● **Excerpt**
^^^^^^^^^^^^^^^^
PyTorch Fundamentals

PyTorch is a tensor library plus an automatic differentiation system and neural-network module ecosystem. Most training code is a loop over batches: run the model, compute loss, backpropagate gradients, update weights, and evaluate.

Command Examples

python - <<'PY'
import torch
print(torch.__version__)
print(torch.cuda.is_available())
x = torch.randn(4, 8)
print(x.mean().item())
PY

Example output and meaning:

Command	Example output	What it does
`Python snippet`	PyTorch version, `True` or `False` for CUDA, and a numeric tensor mean.	Proves the framework imports, reports accelerator visibility, and executes tensor operations.

Core Objects

Object	Role
Tensor	N-dimensional numeric array with device and dtype.
`nn.Module`	Stateful model component containing parameters and submodules.
Parameter	Tensor registered as trainable model state.
Autograd graph	Dynamic graph PyTorch builds to compute gradients.
Loss	Scalar objective to minimize or maximize.
Optimizer	Updates parameters using gradients and optimizer state.
Dataset/DataLoader	Input examples and batching pipeline.
Checkpoint	Saved model, optimizer, scheduler, and training metadata.

Minimal Training Loop

import torch
from torch import nn

model = nn.Sequential(nn.Linear(10, 32), nn.ReLU(), nn.Linear(32, 1))
optimizer = torch.optim.AdamW(model.parameters(), lr=1e-3)
loss_fn = nn.MSELoss()

for features, target in dataloader:
    prediction = model(features)
^^^^^^^^^^^^^^^^
● **Short task 1**
Return the object pointing dataset rows word for word, with nothing changed.
The PyTorch text and the rows have no connection to each other.

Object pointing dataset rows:
^^^^^^^^^^^^^^^^
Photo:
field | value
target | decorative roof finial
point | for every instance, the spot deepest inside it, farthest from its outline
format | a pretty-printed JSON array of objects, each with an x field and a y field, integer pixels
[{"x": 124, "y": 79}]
^^^^^^^^^^^^^^^^
● **Short task 2**
Retype the entire PyTorch fundamentals text above, character for character.

● **Full solution 1**
Photo:
field | value
target | decorative roof finial
point | for every instance, the spot deepest inside it, farthest from its outline
format | a pretty-printed JSON array of objects, each with an x field and a y field, integer pixels
[{"x": 124, "y": 79}]

● **Full solution 2**
PyTorch Fundamentals

PyTorch is a tensor library plus an automatic differentiation system and neural-network module ecosystem. Most training code is a loop over batches: run the model, compute loss, backpropagate gradients, update weights, and evaluate.

Command Examples

python - <<'PY'
import torch
print(torch.__version__)
print(torch.cuda.is_available())
x = torch.randn(4, 8)
print(x.mean().item())
PY

Example output and meaning:

Command	Example output	What it does
`Python snippet`	PyTorch version, `True` or `False` for CUDA, and a numeric tensor mean.	Proves the framework imports, reports accelerator visibility, and executes tensor operations.

Core Objects

Object	Role
Tensor	N-dimensional numeric array with device and dtype.
`nn.Module`	Stateful model component containing parameters and submodules.
Parameter	Tensor registered as trainable model state.
Autograd graph	Dynamic graph PyTorch builds to compute gradients.
Loss	Scalar objective to minimize or maximize.
Optimizer	Updates parameters using gradients and optimizer state.
Dataset/DataLoader	Input examples and batching pipeline.
Checkpoint	Saved model, optimizer, scheduler, and training metadata.

Minimal Training Loop

import torch
from torch import nn

model = nn.Sequential(nn.Linear(10, 32), nn.ReLU(), nn.Linear(32, 1))
optimizer = torch.optim.AdamW(model.parameters(), lr=1e-3)
loss_fn = nn.MSELoss()

for features, target in dataloader:
    prediction = model(features)